- **What the task requires**: Please collect every line in the records below that contains the string "shoe". Case matters.
################
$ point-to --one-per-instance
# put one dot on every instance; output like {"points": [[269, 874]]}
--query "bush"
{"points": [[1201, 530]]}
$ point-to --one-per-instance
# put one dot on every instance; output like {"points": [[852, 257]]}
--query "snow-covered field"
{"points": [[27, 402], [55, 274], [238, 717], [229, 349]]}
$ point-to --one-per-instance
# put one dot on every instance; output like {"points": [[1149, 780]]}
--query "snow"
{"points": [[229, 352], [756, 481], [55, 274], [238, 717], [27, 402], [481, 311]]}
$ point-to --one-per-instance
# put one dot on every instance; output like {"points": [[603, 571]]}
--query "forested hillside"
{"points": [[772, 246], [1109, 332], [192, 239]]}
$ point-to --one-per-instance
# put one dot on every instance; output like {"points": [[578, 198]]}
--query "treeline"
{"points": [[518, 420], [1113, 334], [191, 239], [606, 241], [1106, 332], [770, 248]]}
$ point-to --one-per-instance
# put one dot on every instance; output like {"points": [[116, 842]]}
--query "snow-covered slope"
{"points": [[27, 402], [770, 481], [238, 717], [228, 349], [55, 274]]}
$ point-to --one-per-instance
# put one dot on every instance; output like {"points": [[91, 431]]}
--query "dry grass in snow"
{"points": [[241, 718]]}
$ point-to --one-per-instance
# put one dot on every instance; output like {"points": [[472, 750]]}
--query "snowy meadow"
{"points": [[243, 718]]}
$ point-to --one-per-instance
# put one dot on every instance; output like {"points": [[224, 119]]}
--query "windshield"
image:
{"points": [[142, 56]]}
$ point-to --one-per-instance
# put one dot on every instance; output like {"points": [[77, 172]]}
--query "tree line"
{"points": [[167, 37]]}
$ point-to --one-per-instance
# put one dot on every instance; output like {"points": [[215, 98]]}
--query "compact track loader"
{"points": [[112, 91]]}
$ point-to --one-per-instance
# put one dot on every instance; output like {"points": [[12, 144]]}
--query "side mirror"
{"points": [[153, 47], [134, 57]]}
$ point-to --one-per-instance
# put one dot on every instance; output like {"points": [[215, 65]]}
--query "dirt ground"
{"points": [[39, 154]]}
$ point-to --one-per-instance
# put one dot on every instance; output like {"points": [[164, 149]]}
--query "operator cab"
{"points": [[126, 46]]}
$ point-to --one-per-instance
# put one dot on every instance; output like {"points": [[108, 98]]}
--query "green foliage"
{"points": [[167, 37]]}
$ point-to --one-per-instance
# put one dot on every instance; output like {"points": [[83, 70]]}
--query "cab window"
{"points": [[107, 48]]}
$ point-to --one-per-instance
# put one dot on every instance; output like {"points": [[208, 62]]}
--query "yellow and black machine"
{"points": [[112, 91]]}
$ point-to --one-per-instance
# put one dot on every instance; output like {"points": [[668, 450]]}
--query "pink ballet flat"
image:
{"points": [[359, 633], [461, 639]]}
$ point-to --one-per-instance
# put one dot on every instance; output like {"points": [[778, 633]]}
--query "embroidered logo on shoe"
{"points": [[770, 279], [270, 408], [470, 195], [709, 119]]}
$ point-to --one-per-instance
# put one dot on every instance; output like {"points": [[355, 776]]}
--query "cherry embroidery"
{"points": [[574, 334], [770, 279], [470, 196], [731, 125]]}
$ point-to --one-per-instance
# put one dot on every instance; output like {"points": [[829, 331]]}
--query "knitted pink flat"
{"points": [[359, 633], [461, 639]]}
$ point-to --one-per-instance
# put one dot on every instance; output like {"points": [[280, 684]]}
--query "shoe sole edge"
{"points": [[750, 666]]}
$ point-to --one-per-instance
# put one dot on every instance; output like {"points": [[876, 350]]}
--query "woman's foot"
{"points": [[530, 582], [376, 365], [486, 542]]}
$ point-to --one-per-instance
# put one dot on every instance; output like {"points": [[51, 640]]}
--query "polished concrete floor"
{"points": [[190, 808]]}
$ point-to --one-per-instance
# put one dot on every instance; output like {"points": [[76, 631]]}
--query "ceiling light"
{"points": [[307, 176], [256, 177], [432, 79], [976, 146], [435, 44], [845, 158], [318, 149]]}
################
- **Result**:
--query "embroidered logo on shoe"
--query "shoe sole edge"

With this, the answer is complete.